───── EXCERPT PROVIDED
From: Filipe Manana <fdmanana@suse.com>

Several functions of the tree modification log use integers as booleans,
so change them to use booleans instead, making their use more clear.

Signed-off-by: Filipe Manana <fdmanana@suse.com>
---
 fs/btrfs/ctree.c        |  6 +++---
 fs/btrfs/tree-mod-log.c | 42 ++++++++++++++++++++---------------------
 fs/btrfs/tree-mod-log.h |  2 +-
 3 files changed, 25 insertions(+), 25 deletions(-)

diff --git a/fs/btrfs/ctree.c b/fs/btrfs/ctree.c
index 2c6e525b3458..1b0f28f69cb3 100644
--- a/fs/btrfs/ctree.c
+++ b/fs/btrfs/ctree.c
@@ -500,7 +500,7 @@ static noinline int __btrfs_cow_block(struct btrfs_trans_handle *trans,
 			parent_start = buf->start;
 
 		atomic_inc(&cow->refs);
-		ret = btrfs_tree_mod_log_insert_root(root->node, cow, 1);
+		ret = btrfs_tree_mod_log_insert_root(root->node, cow, true);
 		BUG_ON(ret < 0);
 		rcu_assign_pointer(root->node, cow);
 
@@ -958,7 +958,7 @@ static noinline int balance_level(struct btrfs_trans_handle *trans,
 			goto enospc;
 		}
 
-		ret = btrfs_tree_mod_log_insert_root(root->node, child, 1);
+		ret = btrfs_tree_mod_log_insert_root(root->node, child, true);
 		BUG_ON(ret < 0);
 		rcu_assign_pointer(root->node, child);
 
@@ -2480,7 +2480,7 @@ static noinline int insert_new_root(struct btrfs_trans_handle *trans,
 	btrfs_mark_buffer_dirty(c);
 
 	old = root->node;
-	ret = btrfs_tree_mod_log_insert_root(root->node, c, 0);
+	ret = btrfs_tree_mod_log_insert_root(root->node, c, false);
 	BUG_ON(ret < 0);
 	rcu_assign_pointer(root->node, c);
 
diff --git a/fs/btrfs/tree-mod-log.c b/fs/btrfs/tree-mod-log.c
index fc7eb33ec383..f2a6da1b2903 100644
--- a/fs/btrfs/tree-mod-log.c
+++ b/fs/btrfs/tree-mod-log.c
@@ -158,40 +158,40 @@ static noinline int tree_mod_log_insert(struct btrfs_fs_info *fs_info,
 }
 
 /*
- * Determines if logging can be omitted. Returns 1 if it can. Otherwise, it
- * returns zero with the tree_mod_log_lock acquired. The caller must hold
+ * Determines if logging can be omitted. Returns true if it can. Otherwise, it
+ * returns false with the tree_mod_log_lock acquired. The caller must hold
  * this until all tree mod log insertions are recorded in the rb tree and then
  * write unlock fs_info::tree_mod_log_lock.
──────────
### PROBLEM A
Copy the part of the rows that opens with the line containing "trace the outline of every instance of the orange" and runs through the end of the rows. Leave the pictures out.
───── SOURCE MATERIAL
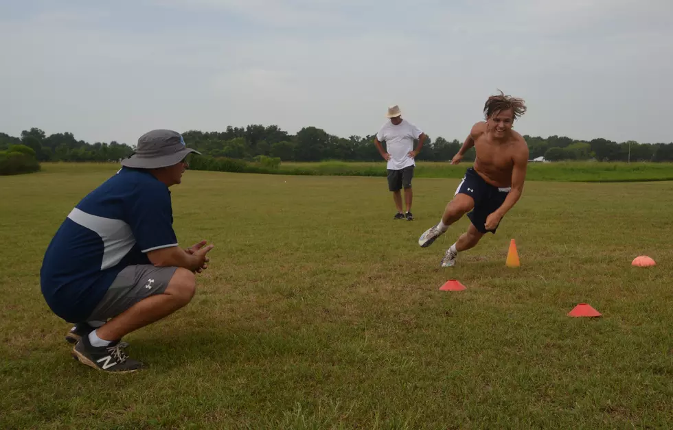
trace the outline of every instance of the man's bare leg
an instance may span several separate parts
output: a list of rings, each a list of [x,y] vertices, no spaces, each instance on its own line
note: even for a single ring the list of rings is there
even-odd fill
[[[115,341],[141,327],[159,321],[192,300],[196,290],[194,274],[178,267],[163,294],[145,298],[96,329],[102,339]]]
[[[430,246],[435,240],[443,235],[448,226],[460,219],[464,215],[475,207],[475,200],[467,194],[456,194],[446,205],[440,222],[421,235],[418,244],[421,248]]]
[[[474,207],[473,198],[467,194],[456,194],[453,199],[446,204],[446,208],[442,215],[442,223],[448,228],[460,219],[464,215],[472,211]]]
[[[393,201],[395,202],[395,207],[397,208],[398,213],[402,213],[402,191],[398,190],[396,191],[393,191]]]

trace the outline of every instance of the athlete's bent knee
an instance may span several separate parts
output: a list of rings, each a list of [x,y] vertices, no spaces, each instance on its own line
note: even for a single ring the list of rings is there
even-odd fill
[[[184,305],[192,301],[196,292],[196,275],[187,269],[178,267],[168,283],[166,294],[174,296]]]
[[[475,207],[475,202],[472,198],[466,198],[457,195],[448,203],[448,210],[455,215],[464,215],[472,211]]]

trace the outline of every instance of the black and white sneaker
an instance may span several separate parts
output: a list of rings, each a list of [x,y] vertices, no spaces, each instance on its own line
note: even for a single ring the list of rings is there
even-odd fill
[[[71,344],[76,344],[80,342],[82,336],[88,336],[93,330],[93,327],[86,322],[78,322],[65,335],[65,340]]]
[[[111,373],[129,373],[142,368],[142,363],[128,358],[124,352],[126,346],[128,344],[117,341],[98,348],[91,345],[89,336],[82,336],[73,348],[72,355],[82,364]]]

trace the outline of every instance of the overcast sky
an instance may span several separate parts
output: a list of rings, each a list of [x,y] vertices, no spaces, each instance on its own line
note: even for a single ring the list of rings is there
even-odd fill
[[[488,95],[522,134],[673,141],[672,0],[0,0],[0,132],[374,134],[388,105],[462,141]]]

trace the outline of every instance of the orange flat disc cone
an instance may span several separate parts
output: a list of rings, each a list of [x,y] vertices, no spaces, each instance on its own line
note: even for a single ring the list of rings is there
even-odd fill
[[[635,265],[639,267],[649,267],[653,266],[657,263],[651,258],[646,255],[641,255],[633,259],[631,261],[631,265]]]
[[[595,310],[586,303],[580,303],[572,311],[568,313],[569,317],[600,317],[600,312]]]
[[[455,279],[450,279],[446,281],[446,283],[442,285],[440,289],[443,291],[460,291],[465,289],[465,285],[460,283],[459,281],[457,281]]]

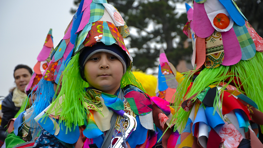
──────────
### PROBLEM B
Repeat the part of the btrfs patch that opens with the words "diff --git a/fs/btrfs/tree-mod-log.c" and closes with "write unlock fs_info::tree_mod_log_lock.".

### COMPLETE OUTPUT A
trace the outline of every instance of the orange flat disc cone
an instance may span several separate parts
output: a list of rings, each a list of [x,y] vertices, no spaces, each instance on its own line
note: even for a single ring the list of rings is there
even-odd fill
[[[635,265],[639,267],[649,267],[653,266],[657,263],[651,258],[646,255],[641,255],[633,259],[631,261],[631,265]]]
[[[595,310],[586,303],[580,303],[572,311],[568,313],[569,317],[600,317],[600,312]]]
[[[455,279],[450,279],[446,281],[446,283],[442,285],[440,289],[443,291],[460,291],[465,289],[465,285],[460,283],[459,281],[457,281]]]

### COMPLETE OUTPUT B
diff --git a/fs/btrfs/tree-mod-log.c b/fs/btrfs/tree-mod-log.c
index fc7eb33ec383..f2a6da1b2903 100644
--- a/fs/btrfs/tree-mod-log.c
+++ b/fs/btrfs/tree-mod-log.c
@@ -158,40 +158,40 @@ static noinline int tree_mod_log_insert(struct btrfs_fs_info *fs_info,
 }
 
 /*
- * Determines if logging can be omitted. Returns 1 if it can. Otherwise, it
- * returns zero with the tree_mod_log_lock acquired. The caller must hold
+ * Determines if logging can be omitted. Returns true if it can. Otherwise, it
+ * returns false with the tree_mod_log_lock acquired. The caller must hold
  * this until all tree mod log insertions are recorded in the rb tree and then
  * write unlock fs_info::tree_mod_log_lock.